Provided text:
— START —

Issue 3975: PyTraceBack_Print() doesn't respect # coding: xxx header

➜

This issue tracker has been migrated to GitHub, and is currently read-only.
For more information, see the GitHub FAQs in the Python's Developer Guide.

This issue has been migrated to GitHub: https://github.com/python/cpython/issues/48225

classification

Title:	PyTraceBack_Print() doesn't respect # coding: xxx header
Type:		Stage:
Components:		Versions:	Python 3.0

process

Status:	closed	Resolution:	fixed
Dependencies:		Superseder:
Assigned To:		Nosy List:	amaury.forgeotdarc, vstinner
Priority:	normal	Keywords:	patch

Created on 2008-09-26 15:12 by vstinner, last changed 2022-04-11 14:56 by admin. This issue is now closed.

Files
File name	Uploaded	Description	Edit
unicode.py	vstinner, 2008-10-08 10:51
traceback_unicode-5.patch	vstinner, 2008-10-08 11:16	New version of _Py_DisplaySourceLine() supporting coding header (patch version 5)

Messages (16)
msg73851 - (view)	Author: STINNER Victor (vstinner) *	Date: 2008-09-26 15:12
PyTraceBack_Print() doesn't take care of the "# coding: xxx" header of a Python script. It calls _Py_DisplaySourceLine() which opens the file as a byte stream (and not an unicode characters stream). Because of this problem, the traceback maybe truncated or invalid. Example (write it into a file and execute the file): ---- from sys import executable from os import execvpe filename = "pouet.py" out = open(filename, "wb") out.write(b"""# -- coding: GBK -- print("--asc\xA1\xA7i--") raise Exception("--asc\xA1\xA7i--")""") out.close() execvpe(executable, [executable, filename], None) ---- This issue depends on issue2384 (line number). Note: Python 2.6 may also has the problem but it doesn't parse "# coding: GBK". So it's a different problem (issue?).
msg73859 - (view)	Author: STINNER Victor (vstinner) *	Date: 2008-09-26 16:26
Here is a new version of _Py_DisplaySourceLine() using PyTokenizer_FindEncoding() to read the coding header, and PyFile_FromFd() to create an "unicode-awake" file. The code could be optimized, but it least it displays correctly the file line ;-) The code is based on the original _Py_DisplaySourceLine() and call_find_module() (import.c). Notes: * The code is young and new, it might be delayed until python 3.1 * Some functions may raise new exceptions (eg. MemoryError). I don't know how Python will react if an exception is raised during PyTraceBack_Print() ? * The return code is 0 for success, but is it -1 or 1 for an error? It looks like error is "result != 0", so both -1 and 1 should be valid. I used -1.

— END —

Data items:
— START —

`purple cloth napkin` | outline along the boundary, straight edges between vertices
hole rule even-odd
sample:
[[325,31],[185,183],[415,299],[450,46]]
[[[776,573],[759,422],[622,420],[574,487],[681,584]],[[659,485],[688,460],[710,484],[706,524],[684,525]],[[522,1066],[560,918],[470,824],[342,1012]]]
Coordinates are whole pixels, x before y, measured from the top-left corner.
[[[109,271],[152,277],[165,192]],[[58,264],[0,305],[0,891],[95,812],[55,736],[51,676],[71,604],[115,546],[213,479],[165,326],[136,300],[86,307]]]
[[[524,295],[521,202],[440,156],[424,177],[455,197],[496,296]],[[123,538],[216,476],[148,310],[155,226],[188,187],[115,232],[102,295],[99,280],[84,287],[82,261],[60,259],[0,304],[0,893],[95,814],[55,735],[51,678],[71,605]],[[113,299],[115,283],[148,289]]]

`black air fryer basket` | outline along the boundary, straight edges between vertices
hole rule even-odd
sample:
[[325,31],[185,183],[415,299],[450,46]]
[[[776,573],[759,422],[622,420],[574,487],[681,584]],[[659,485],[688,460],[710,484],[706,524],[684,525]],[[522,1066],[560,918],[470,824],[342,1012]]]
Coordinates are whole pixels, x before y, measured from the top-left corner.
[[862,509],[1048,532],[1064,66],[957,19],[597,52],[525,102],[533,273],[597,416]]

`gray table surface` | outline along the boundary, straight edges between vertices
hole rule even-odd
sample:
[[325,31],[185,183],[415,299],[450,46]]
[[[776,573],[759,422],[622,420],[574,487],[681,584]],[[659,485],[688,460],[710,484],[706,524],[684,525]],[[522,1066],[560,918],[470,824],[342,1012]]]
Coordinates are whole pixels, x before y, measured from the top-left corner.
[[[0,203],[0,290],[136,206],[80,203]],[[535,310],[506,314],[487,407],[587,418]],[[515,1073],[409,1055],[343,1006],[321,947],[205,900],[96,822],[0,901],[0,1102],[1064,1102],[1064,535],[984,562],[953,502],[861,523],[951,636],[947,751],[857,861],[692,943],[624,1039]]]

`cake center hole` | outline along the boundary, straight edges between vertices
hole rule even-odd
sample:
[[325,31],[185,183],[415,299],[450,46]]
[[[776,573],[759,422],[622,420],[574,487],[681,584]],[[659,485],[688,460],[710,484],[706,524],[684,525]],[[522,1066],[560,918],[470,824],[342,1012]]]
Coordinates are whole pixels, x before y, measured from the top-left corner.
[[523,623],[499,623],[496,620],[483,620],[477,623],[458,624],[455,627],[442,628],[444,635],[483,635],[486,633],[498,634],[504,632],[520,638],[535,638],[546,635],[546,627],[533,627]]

— END —

The request:
Resume the Python issue thread about tracebacks ignoring the coding header, starting right after its last sentence. The data items have nothing to do with this.

Answer to the task:
msg73862 - (view)	Author: STINNER Victor (vstinner) *	Date: 2008-09-26 16:28
(oops, first patch included an useless whitespace change)
msg73928 - (view)	Author: STINNER Victor (vstinner) *	Date: 2008-09-27 15:27
Ooops, my first version introduces a regression: if file open fails, the traceback printing was stopped. Here is a new version of my patch to support #coding: header in _Py_DisplaySourceLine(). It doesn't print the line of file open fails, but continue to display the end of the traceback. But print still stops on PyFile_WriteObject() or PyFile_WriteString(). If PyFile fails, I guess that next print will also fails. (it's also the current behaviour of PyTraceBack_Print). Example: ---- Python 3.0rc1+ (py3k:66643M, Sep 27 2008, 17:11:51) >>> raise Exception('err') Traceback (most recent call last): File "<stdin>", line 1, in <module> Exception: err ---- The line is not displayed (why? no idea), but the exception ("Exception: err") is still displayed.
msg74441 - (view)	Author: Amaury Forgeot d'Arc (amaury.forgeotdarc) *	Date: 2008-10-07 12:21
> The line is not displayed (why? no idea) Well, it's difficult to re-open <stdin>...
msg74443 - (view)	Author: Amaury Forgeot d'Arc (amaury.forgeotdarc) *	Date: 2008-10-07 13:05
The patch goes in the good direction, here are some remarks: - The two calls to open() are missing the O_BINARY flag, necessary on Windows to avoid newline translation. This may be important for some codecs. - the GIL should be released around calls to open(); searching the whole sys.path can be long. Besides this, the "char* filename" is relevant only on utf8-encoded filesystems, and will not work on windows with non-ascii filenames. But this is another issue.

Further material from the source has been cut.